» **The problem**
Repeat the following lines word for word, leaving out the pictures.

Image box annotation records
—————
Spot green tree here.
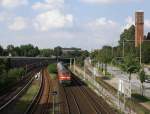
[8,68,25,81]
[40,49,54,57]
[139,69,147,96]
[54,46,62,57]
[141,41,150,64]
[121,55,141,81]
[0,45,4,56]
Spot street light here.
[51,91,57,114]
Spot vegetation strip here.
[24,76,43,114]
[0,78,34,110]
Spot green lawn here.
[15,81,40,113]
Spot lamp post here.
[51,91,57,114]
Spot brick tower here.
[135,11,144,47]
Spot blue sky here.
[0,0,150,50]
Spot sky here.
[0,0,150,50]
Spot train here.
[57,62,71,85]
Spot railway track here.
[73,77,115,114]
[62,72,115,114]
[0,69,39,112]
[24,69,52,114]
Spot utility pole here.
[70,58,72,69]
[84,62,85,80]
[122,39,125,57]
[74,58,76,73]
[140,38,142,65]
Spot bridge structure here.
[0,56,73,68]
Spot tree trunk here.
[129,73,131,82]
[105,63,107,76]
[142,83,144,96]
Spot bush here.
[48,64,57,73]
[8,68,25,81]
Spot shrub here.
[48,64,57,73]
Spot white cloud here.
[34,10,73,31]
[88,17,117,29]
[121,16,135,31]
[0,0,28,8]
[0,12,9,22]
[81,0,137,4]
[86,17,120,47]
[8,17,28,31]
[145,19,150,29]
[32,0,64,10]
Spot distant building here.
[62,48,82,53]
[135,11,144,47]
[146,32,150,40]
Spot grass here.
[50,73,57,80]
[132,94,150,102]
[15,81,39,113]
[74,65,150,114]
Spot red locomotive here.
—————
» **Correct output**
Spot green tree here.
[8,68,25,81]
[40,49,54,57]
[139,69,147,96]
[54,46,62,57]
[141,41,150,64]
[121,55,141,81]
[0,45,4,56]
Spot street light here.
[51,91,57,114]
Spot vegetation strip here.
[24,76,43,114]
[0,78,34,110]
Spot green lawn here.
[15,81,40,113]
Spot lamp post here.
[51,91,57,114]
Spot brick tower here.
[135,11,144,47]
Spot blue sky here.
[0,0,150,50]
Spot sky here.
[0,0,150,50]
Spot train here.
[57,62,71,85]
Spot railway track here.
[73,77,115,114]
[62,72,115,114]
[0,69,39,112]
[24,69,52,114]
Spot utility pole here.
[70,58,72,69]
[84,62,85,80]
[122,39,125,57]
[74,58,76,73]
[140,38,142,65]
Spot bridge structure here.
[0,56,73,68]
Spot tree trunk here.
[129,73,131,82]
[105,63,107,76]
[142,83,144,96]
Spot bush here.
[48,64,57,73]
[8,68,25,81]
Spot shrub here.
[48,64,57,73]
Spot white cloud here.
[34,10,73,31]
[88,17,117,29]
[121,16,135,31]
[0,0,28,8]
[0,12,9,22]
[81,0,137,4]
[86,17,120,47]
[8,17,28,31]
[145,19,150,29]
[32,0,64,10]
Spot distant building here.
[62,48,82,53]
[135,11,144,47]
[146,32,150,40]
Spot grass here.
[50,73,57,80]
[132,94,150,102]
[15,81,39,113]
[74,65,150,114]
Spot red locomotive here.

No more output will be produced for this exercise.